HAVADİS vesile oldu bu kez de.

HAVADİS’in haber paketini tanıtma programını başlattık.

HAVADİS, gazetecilerin gazetesi.

Dün akşamüzeri bir sohbet ortamında “Havadis’in patronu kim?” diye soruldu. “Biz gazeteciler” deyince karşımdaki insanın yüzündeki ifade çok hoşuma gitti.

HAVADİS, misyonunu biliyor... Misyonla bağlantılı vizyonunu da şekilleniyor...

HAVADİS, dikilitaş gazetesi değildir.

HAVADİS, Kıbrıs’ın değerlerine Kıbrıslı Türklerden koparmadan sahip çıkmayı ilke edindi.

HAVADİS için uzakta olan Kıbrıslı Türk yoktur.

HAVADİS için nerede Kıbrıslı Türk varsa orada Kıbrıs vardır. Kıbrıs neredeyse HAVADİS orada olmak zorundadır.

Gözden ırak olan gönülden ne zaman ırak olur?

Gözden ıraklık artık sorun değil.

İletişim teknolojisi dünyayı avucumuzun içi kadar küçülttü.

İletişim bilginin paylaşılmasıdır.

Bilgi, sadece bilgi sahibi olmayı besleme.

Bilgi, sahiplenmeyi, sahiplenme bağının gücünü de besler.

***

HAVADİS, bunların bilinciyle, etkileşimli bir anlayışla dışa açılma hamlelerini yapıyor.

Ankara’da büro açıldı.

Ankara bürosu, Kıbrıs’ı Ankara’ya, Ankara’yı da Kıbrıs’a taşıyacak.

İnternet ortamında haber siteleri var.

HAVADİS’in haber sitesi de var.

Ancak bildiğimiz gazeteyi okurlara, yurt dışındaki Kıbrıslı Türklere de ulaştırmanın yollarını arıyoruz.

Her sabah HAVADİS’i ellerine aldıkları zaman mürekkep kokusundan öte Kıbrıs’ın yasemin, Kıbrıs’ın nergis, Kıbrıs’ın şinya kokusunu almalarının çok önemli olduğu konusunda bir milim ikilemimizi kalmadı.

Küçük adımlarla toplumsal kazanım yolunda büyük mesafeler almak için yollardayız.

***

Dün akşam HAVADİS’in haber paketinin Türkiye’de tanıtımının ilk etkinliği sanat buluşmasıyla birleştirildi.

Türkiye tiyatro dünyasındaki sanat elçimiz Hüseyin Köroğlu, tek kişilik, “Işığa yürüten adam” ı Harbiye Muhsin Ertuğrul Sahnesi’nde ezici çoğunluğu Kıbrıslı Türk olan izleyicilere sundu.

Görevler ->
A: HAVADİS gazetesiyle ilgili yazıda Hüseyin Köroğlu “Işığa yürüten adam” oyununu hangi sahnede sunuyor?
B: HAVADİS gazetesiyle ilgili yazıyı son cümlesinden sonrasını yazarak devam ettirin.
Kayıtların HAVADİS gazetesiyle ilgili yazıyla hiçbir bağı yok.

Veri kayıtları ->

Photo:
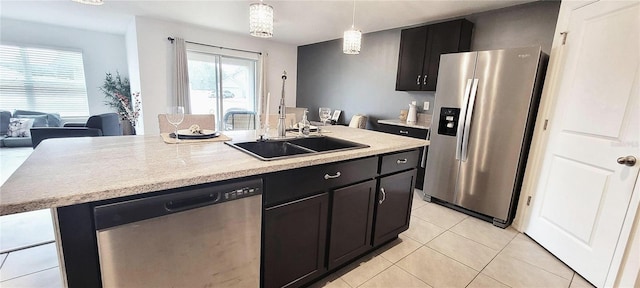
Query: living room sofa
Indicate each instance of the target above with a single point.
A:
(107, 124)
(39, 119)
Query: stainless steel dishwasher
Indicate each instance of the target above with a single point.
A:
(208, 236)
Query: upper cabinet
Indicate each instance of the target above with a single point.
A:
(420, 50)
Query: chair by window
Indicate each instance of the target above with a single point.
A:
(239, 120)
(358, 121)
(290, 120)
(205, 121)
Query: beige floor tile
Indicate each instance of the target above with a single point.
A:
(399, 248)
(25, 229)
(484, 281)
(525, 249)
(484, 233)
(394, 277)
(49, 278)
(579, 282)
(465, 251)
(517, 273)
(364, 269)
(439, 215)
(417, 200)
(422, 231)
(28, 261)
(331, 281)
(436, 269)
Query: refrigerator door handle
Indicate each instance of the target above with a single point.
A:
(467, 124)
(461, 119)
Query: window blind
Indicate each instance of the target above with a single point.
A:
(44, 80)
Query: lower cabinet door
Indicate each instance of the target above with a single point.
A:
(351, 219)
(395, 193)
(294, 242)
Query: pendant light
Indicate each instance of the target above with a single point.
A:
(352, 37)
(90, 2)
(261, 20)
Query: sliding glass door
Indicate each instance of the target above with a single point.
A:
(224, 86)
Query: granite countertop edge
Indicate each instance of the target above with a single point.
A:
(56, 194)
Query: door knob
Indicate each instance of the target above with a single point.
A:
(629, 161)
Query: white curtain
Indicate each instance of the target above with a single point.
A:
(181, 76)
(262, 89)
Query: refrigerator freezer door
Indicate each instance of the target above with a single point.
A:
(488, 176)
(442, 167)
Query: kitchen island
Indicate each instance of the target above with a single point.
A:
(66, 174)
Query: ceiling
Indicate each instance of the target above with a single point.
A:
(296, 22)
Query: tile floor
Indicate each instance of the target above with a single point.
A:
(37, 264)
(442, 248)
(445, 248)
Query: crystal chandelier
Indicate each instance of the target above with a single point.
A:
(261, 20)
(352, 37)
(90, 2)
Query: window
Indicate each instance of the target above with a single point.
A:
(44, 80)
(224, 85)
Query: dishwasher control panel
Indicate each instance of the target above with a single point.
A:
(241, 193)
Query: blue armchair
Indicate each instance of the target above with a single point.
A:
(107, 124)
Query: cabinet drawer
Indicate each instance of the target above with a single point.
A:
(399, 161)
(403, 131)
(294, 184)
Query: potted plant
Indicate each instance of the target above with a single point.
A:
(117, 92)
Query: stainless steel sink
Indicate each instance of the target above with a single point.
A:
(275, 149)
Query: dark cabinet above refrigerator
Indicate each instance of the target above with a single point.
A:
(420, 50)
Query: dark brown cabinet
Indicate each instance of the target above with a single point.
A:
(294, 246)
(420, 50)
(351, 219)
(296, 219)
(413, 133)
(395, 194)
(317, 219)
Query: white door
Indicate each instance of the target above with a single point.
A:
(583, 194)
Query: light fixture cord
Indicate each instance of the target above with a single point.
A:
(353, 19)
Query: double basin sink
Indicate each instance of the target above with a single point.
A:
(274, 149)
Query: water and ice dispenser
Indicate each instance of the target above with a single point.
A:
(448, 122)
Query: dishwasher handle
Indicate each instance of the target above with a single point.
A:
(192, 202)
(115, 212)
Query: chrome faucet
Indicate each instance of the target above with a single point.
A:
(282, 126)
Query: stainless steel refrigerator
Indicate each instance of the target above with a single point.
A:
(485, 110)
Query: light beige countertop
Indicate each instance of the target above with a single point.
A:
(69, 171)
(425, 124)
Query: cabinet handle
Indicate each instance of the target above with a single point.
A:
(327, 176)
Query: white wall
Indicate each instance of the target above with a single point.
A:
(155, 62)
(102, 52)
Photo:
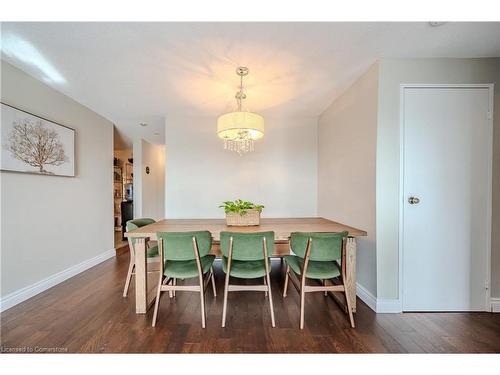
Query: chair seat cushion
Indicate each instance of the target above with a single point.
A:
(315, 269)
(152, 251)
(184, 269)
(246, 269)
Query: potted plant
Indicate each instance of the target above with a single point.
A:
(242, 213)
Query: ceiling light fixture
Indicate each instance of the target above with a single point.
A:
(239, 129)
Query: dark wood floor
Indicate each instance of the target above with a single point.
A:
(88, 314)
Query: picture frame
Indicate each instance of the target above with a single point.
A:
(34, 144)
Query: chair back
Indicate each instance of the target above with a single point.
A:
(137, 223)
(134, 224)
(247, 246)
(324, 246)
(179, 245)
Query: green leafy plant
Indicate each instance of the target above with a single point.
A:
(240, 206)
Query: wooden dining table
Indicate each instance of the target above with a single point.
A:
(145, 292)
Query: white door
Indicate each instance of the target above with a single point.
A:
(447, 141)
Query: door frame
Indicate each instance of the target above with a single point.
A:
(490, 88)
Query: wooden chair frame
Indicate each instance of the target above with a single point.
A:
(302, 288)
(131, 266)
(169, 284)
(266, 287)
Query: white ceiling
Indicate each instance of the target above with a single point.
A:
(148, 72)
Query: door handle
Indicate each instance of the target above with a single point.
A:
(413, 200)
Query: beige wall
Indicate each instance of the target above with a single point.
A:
(422, 71)
(51, 223)
(149, 189)
(346, 167)
(281, 173)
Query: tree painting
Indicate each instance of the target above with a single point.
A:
(36, 145)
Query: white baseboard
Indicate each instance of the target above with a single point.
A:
(380, 306)
(23, 294)
(366, 297)
(495, 304)
(389, 306)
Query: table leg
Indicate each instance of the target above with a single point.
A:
(350, 282)
(141, 279)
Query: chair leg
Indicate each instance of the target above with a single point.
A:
(287, 273)
(157, 302)
(213, 281)
(224, 306)
(202, 300)
(129, 277)
(270, 299)
(302, 303)
(349, 308)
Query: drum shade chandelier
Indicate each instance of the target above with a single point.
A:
(239, 129)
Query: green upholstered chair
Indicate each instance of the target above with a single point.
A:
(246, 256)
(185, 255)
(151, 250)
(318, 256)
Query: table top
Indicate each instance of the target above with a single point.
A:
(282, 227)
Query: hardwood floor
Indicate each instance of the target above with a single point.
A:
(87, 313)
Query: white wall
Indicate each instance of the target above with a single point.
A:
(50, 223)
(149, 189)
(392, 74)
(281, 173)
(346, 167)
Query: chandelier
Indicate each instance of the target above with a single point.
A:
(239, 129)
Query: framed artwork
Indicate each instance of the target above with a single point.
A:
(33, 144)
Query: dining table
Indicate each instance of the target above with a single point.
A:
(145, 290)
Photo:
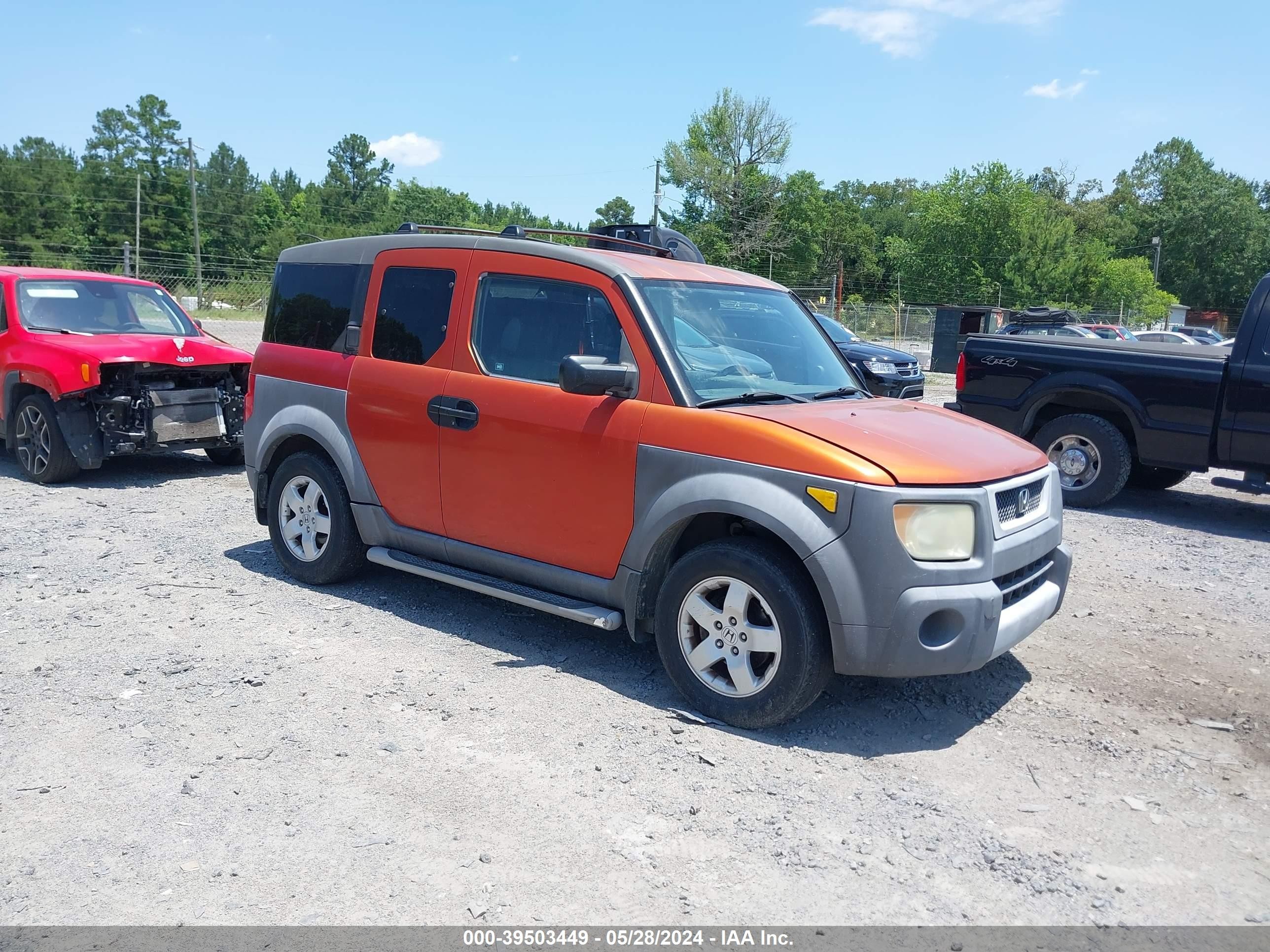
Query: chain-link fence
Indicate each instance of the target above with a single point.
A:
(239, 298)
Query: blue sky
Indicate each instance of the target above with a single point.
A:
(565, 104)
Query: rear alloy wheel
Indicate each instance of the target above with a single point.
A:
(1092, 455)
(312, 522)
(42, 452)
(742, 633)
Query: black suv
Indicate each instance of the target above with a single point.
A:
(885, 371)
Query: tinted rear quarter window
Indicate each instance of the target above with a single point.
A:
(310, 304)
(412, 314)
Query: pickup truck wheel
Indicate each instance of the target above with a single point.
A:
(225, 456)
(742, 634)
(42, 452)
(1092, 455)
(1155, 477)
(312, 523)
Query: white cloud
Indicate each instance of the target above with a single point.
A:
(897, 32)
(907, 27)
(1056, 91)
(408, 149)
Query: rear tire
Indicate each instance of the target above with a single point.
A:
(312, 522)
(1093, 457)
(1155, 477)
(42, 452)
(225, 456)
(747, 594)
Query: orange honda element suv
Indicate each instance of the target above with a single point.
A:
(623, 436)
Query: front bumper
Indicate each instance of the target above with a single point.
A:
(897, 387)
(949, 629)
(894, 617)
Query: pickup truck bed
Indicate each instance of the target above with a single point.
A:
(1129, 411)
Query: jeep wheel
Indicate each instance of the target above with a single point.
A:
(42, 452)
(742, 634)
(312, 523)
(1092, 455)
(225, 456)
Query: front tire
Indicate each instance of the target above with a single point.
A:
(1092, 455)
(742, 633)
(42, 451)
(312, 522)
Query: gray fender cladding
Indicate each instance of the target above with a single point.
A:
(286, 409)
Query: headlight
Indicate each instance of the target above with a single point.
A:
(936, 532)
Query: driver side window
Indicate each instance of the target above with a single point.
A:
(526, 327)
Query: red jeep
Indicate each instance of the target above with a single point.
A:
(94, 366)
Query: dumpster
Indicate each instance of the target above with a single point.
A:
(953, 325)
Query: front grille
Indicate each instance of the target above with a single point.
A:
(1019, 502)
(1017, 585)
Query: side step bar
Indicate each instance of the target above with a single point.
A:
(549, 602)
(1254, 483)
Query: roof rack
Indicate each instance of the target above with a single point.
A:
(520, 232)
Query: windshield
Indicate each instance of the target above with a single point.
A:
(760, 340)
(837, 333)
(101, 307)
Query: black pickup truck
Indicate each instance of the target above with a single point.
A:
(1112, 411)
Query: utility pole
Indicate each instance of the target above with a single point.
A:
(138, 237)
(657, 193)
(837, 301)
(193, 207)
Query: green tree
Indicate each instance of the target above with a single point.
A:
(356, 188)
(727, 167)
(1216, 237)
(615, 211)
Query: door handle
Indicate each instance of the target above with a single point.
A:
(454, 413)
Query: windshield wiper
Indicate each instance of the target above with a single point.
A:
(839, 391)
(59, 331)
(753, 397)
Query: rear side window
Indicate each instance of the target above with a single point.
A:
(412, 314)
(312, 303)
(526, 327)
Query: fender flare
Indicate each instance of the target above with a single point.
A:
(779, 506)
(304, 420)
(1084, 384)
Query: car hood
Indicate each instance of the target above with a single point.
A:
(151, 348)
(864, 351)
(918, 444)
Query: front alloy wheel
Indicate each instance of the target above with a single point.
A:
(304, 518)
(34, 440)
(729, 638)
(1077, 461)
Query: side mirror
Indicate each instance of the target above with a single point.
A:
(595, 376)
(352, 338)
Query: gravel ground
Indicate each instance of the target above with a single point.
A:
(188, 738)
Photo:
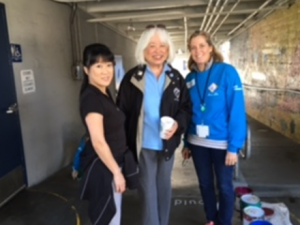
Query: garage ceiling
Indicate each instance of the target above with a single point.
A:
(224, 19)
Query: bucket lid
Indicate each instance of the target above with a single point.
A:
(260, 222)
(250, 199)
(254, 211)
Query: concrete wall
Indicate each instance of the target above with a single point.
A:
(268, 55)
(50, 121)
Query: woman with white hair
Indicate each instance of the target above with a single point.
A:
(148, 92)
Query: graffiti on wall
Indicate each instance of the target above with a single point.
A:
(268, 55)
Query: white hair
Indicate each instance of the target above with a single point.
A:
(145, 39)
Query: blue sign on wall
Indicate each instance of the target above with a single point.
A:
(16, 52)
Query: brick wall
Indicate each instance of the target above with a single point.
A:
(268, 55)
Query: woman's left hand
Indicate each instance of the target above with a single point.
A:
(231, 159)
(170, 133)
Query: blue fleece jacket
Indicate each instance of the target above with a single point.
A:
(224, 102)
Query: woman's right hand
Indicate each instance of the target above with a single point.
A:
(119, 182)
(186, 153)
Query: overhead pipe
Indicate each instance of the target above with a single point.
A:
(145, 18)
(210, 18)
(139, 5)
(250, 16)
(74, 1)
(225, 18)
(137, 16)
(218, 15)
(205, 14)
(279, 6)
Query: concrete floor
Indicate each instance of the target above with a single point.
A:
(55, 201)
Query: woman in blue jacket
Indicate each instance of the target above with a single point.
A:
(218, 127)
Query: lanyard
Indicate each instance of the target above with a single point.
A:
(202, 98)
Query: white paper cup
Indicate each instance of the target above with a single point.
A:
(166, 123)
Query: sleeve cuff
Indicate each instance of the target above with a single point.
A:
(232, 149)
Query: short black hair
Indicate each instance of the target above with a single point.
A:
(92, 54)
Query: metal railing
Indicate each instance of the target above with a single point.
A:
(244, 153)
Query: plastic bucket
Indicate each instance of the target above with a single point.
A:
(239, 192)
(260, 222)
(250, 200)
(269, 213)
(252, 213)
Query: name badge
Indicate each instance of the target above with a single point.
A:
(202, 131)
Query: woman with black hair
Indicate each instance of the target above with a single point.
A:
(105, 161)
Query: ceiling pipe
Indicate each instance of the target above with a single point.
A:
(139, 5)
(237, 12)
(227, 15)
(137, 16)
(145, 18)
(279, 6)
(210, 18)
(74, 1)
(250, 16)
(217, 17)
(205, 15)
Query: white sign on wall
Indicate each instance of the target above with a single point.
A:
(28, 83)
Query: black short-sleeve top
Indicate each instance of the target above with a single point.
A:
(94, 101)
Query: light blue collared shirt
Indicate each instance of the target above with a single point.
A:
(154, 89)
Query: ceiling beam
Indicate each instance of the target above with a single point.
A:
(250, 16)
(139, 5)
(205, 14)
(176, 16)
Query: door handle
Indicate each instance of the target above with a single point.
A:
(12, 109)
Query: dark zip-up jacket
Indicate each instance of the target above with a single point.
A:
(175, 103)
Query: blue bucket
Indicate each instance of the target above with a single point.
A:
(260, 222)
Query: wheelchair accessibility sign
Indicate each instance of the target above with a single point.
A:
(16, 52)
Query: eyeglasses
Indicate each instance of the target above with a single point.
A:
(151, 26)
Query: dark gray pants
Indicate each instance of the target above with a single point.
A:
(155, 187)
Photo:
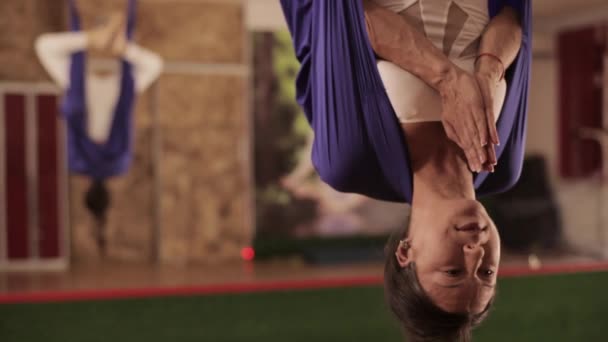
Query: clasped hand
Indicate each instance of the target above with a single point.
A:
(468, 114)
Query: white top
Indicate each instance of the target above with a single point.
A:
(453, 26)
(102, 90)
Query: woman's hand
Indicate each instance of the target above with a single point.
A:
(465, 119)
(488, 72)
(103, 37)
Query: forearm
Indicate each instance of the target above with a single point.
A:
(397, 41)
(147, 65)
(501, 38)
(54, 51)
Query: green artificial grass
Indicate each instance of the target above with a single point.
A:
(549, 308)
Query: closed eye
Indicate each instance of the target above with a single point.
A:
(486, 273)
(455, 272)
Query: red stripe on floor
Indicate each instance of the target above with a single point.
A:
(108, 294)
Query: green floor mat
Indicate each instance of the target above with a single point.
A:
(549, 308)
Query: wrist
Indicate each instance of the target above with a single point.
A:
(447, 78)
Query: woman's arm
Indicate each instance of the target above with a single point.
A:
(502, 38)
(147, 65)
(499, 46)
(463, 117)
(54, 51)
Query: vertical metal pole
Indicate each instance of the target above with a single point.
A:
(604, 174)
(156, 177)
(3, 195)
(63, 204)
(31, 138)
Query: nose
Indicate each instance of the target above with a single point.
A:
(473, 253)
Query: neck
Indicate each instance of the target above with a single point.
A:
(439, 166)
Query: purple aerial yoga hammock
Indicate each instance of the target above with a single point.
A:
(359, 145)
(99, 161)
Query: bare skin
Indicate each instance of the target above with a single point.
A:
(452, 240)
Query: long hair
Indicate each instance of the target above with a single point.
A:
(421, 319)
(97, 200)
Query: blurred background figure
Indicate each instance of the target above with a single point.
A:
(220, 196)
(98, 98)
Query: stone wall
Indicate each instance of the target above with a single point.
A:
(203, 208)
(21, 21)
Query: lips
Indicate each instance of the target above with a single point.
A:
(471, 227)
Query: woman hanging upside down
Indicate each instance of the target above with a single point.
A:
(421, 101)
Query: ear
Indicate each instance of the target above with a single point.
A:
(403, 253)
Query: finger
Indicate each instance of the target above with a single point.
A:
(481, 124)
(470, 140)
(491, 152)
(451, 133)
(472, 160)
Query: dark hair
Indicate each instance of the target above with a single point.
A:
(97, 200)
(422, 320)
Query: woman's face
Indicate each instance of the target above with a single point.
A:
(456, 249)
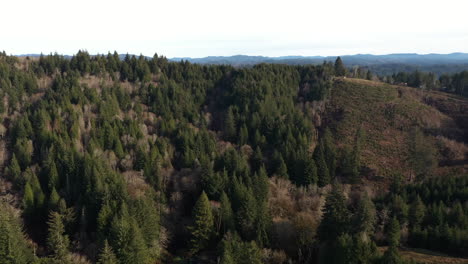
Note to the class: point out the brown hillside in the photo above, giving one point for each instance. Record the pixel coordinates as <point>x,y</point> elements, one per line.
<point>387,113</point>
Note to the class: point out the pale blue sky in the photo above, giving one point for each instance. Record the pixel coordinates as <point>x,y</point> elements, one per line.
<point>177,28</point>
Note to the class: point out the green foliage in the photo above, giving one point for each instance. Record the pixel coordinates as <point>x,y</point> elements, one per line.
<point>322,168</point>
<point>57,241</point>
<point>13,246</point>
<point>202,228</point>
<point>336,217</point>
<point>227,215</point>
<point>107,256</point>
<point>340,70</point>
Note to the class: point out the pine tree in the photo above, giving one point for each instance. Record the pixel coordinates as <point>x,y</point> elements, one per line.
<point>14,171</point>
<point>14,248</point>
<point>53,177</point>
<point>57,241</point>
<point>53,200</point>
<point>282,170</point>
<point>28,198</point>
<point>365,216</point>
<point>310,171</point>
<point>227,215</point>
<point>393,234</point>
<point>243,135</point>
<point>336,217</point>
<point>322,168</point>
<point>340,70</point>
<point>329,152</point>
<point>107,256</point>
<point>416,212</point>
<point>202,228</point>
<point>229,126</point>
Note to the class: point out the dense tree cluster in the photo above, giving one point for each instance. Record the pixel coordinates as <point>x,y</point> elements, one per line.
<point>99,147</point>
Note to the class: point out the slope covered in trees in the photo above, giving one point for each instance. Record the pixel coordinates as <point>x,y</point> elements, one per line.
<point>149,161</point>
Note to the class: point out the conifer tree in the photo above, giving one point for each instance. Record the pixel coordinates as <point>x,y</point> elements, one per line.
<point>329,152</point>
<point>57,240</point>
<point>53,177</point>
<point>107,256</point>
<point>310,171</point>
<point>229,126</point>
<point>365,216</point>
<point>53,200</point>
<point>322,168</point>
<point>282,170</point>
<point>340,70</point>
<point>202,228</point>
<point>335,219</point>
<point>227,215</point>
<point>14,171</point>
<point>28,198</point>
<point>416,212</point>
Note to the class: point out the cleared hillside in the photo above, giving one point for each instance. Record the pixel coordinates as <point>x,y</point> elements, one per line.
<point>387,113</point>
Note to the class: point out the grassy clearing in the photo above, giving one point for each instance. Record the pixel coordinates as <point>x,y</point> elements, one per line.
<point>387,113</point>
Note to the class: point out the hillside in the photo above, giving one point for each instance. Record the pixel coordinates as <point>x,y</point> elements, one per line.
<point>137,160</point>
<point>387,113</point>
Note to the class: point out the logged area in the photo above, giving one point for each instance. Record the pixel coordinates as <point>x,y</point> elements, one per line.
<point>125,159</point>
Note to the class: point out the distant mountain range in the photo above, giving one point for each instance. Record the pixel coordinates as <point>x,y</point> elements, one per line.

Cevaplar aşağıda ->
A: Harbiye Muhsin Ertuğrul Sahnesi’nde.

B:
Hüseyin Köroğlu, Mesarya’nın Gonedra -Gönendere köyünden çıktığı yolculukta özellikle sahnede yaşadıklarını harika harmanladı.

Köroğlu’nu izlerken farklı bir duygusal derinlik hissettim. Gözlerim doldu. Gözyaşı pınarım ha taştı ha taşacak oldu.

Herkes gibi ben de gönülden alkışladım Kıbrıslı Hüseyin Köroğlu’nu.

***

Geceye katılan Kıbrıslı Türk kardeşlerimizle sohbet ettik.

Konuştuklarımdan hiçbirinin ekmek ya da geçim derdi yok.

Hayatın her alanında başarı için kıyasıya bir yarışın koşul olduğu İstanbul’da başarılı olmanın, mütevazilikten kopmadan onurunu taşıyorlar.

Konuştuklarımdan kimse Kıbrıslılık şovenizmi ile “Görsünler biz Kıbrıslı Türklerin ne kadar başarılı olduğunu” demedi.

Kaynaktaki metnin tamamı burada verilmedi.